30+ years I've been cycling but it's only been 'mudguarded' for the last 4.
My new (then) tourer had them already fitted and before I even took it out for a test ride I'd fabricated mudflaps and fitted them.
The current ones catch pretty much everything. I was even thanked by a fellow clubmate a few weeks ago for having gone to to the effort of f&r mudflaps.
They may not be kewl and trendy to some, but I think they look the bees knees and I can ride knowing I'm one of the nice guys


----------



## CaadX (4 Feb 2016)

Clubrun with mudguards = 12mph 
Cubrun without mudguards = 18mph.


----------



## T4tomo (4 Feb 2016)

Fab Foodie said:


> My point was that they are far from perfect as people would have us believe and you can still get plenty sprayed behind full mudguards unless they have a full extension which most IME don't.
> If you're getting sprayed by the rider in front ride slightly to one side or out of the spray zone.
> 
> Alternatively just enjoy the free food, water and organic face pack.


Indeed. The biggest benefit of mudguards is to yourself and your bike, and equally in the rain /wet you're a dick if you try to draft as close as you would in the dry.


----------



## screenman (4 Feb 2016)

CaadX said:


> Clubrun with mudguards = 12mph
> Cubrun without mudguards = 18mph.




Means nothing at all, I have done loads of 20mph clubs runs in the past with mud guards. My first ride for a long time last week was 17mph with guards.


----------



## Vantage (4 Feb 2016)

CaadX said:


> Clubrun with mudguards = 12mph
> Cubrun without mudguards = 18mph.


 6mph difference? What are your mudguards made from?


----------



## vickster (4 Feb 2016)

screenman said:


> Means nothing at all, I have done loads of 20mph clubs runs in the past with *lifeguards*. My first ride for a long time last week was 17mph with guards.


Pamela Anderson or just The Hoff?


----------



## Fab Foodie (4 Feb 2016)

T4tomo said:


> Indeed. The biggest benefit of mudguards is to yourself and your bike, and equally in the rain /wet you're a dick if you try to draft as close as you would in the dry.

*Short problem A*
Repeat the part of the mudguard thread between "My new (then)" and "CaadX (4 Feb 2016)", inclusive.
*Short problem B*
Go on with the mudguard thread from its last line.
The listing after the mudguard thread has no role here.

*Dataset content*
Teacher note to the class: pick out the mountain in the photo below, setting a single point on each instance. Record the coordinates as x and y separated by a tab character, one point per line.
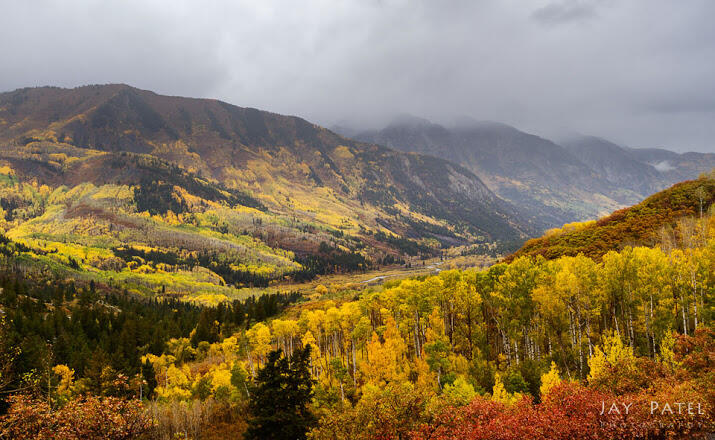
615	164
553	183
541	178
182	194
640	224
674	167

*Written reply A*
My new (then) tourer had them already fitted and before I even took it out for a test ride I'd fabricated mudflaps and fitted them.
The current ones catch pretty much everything. I was even thanked by a fellow clubmate a few weeks ago for having gone to to the effort of f&r mudflaps.
They may not be kewl and trendy to some, but I think they look the bees knees and I can ride knowing I'm one of the nice guys


----------



## CaadX (4 Feb 2016)

*Written reply B*
My thinking completely.


----------



## Fab Foodie (4 Feb 2016)

Vantage said:


> 30+ years I've been cycling but it's only been 'mudguarded' for the last 4.
> My new (then) tourer had them already fitted and before I even took it out for a test ride I'd fabricated mudflaps and fitted them.
> The current ones catch pretty much everything. I was even thanked by a fellow clubmate a few weeks ago for having gone to to the effort of f&r mudflaps.
> They may not be kewl and trendy to some, but I think they look the bees knees and I can ride knowing I'm one of the nice guys


Nearly 40 years riding here and apart from a few years in the 80s only with full mudguards in the last year. The only complaint I received in that time was that my new mudguards didn't stop the rider behind me getting a face full of carp! Clearly I need to add mudflaps too. When I had no guards at all I never had a complaint ....


----------



## T4tomo (4 Feb 2016)

I have recently got myself a winter bike (which has also scratched a retro itch) with full mudguards. It's much easier to wash down after a wet ride, but I'm not adding long flaps to it for the benefit of anyone!


----------



## mjr (4 Feb 2016)

Vantage said:


> 6mph difference? What are your mudguards made from?


And why are they obstructing the highest gears?


----------



## Richard A Thackeray (4 May 2016)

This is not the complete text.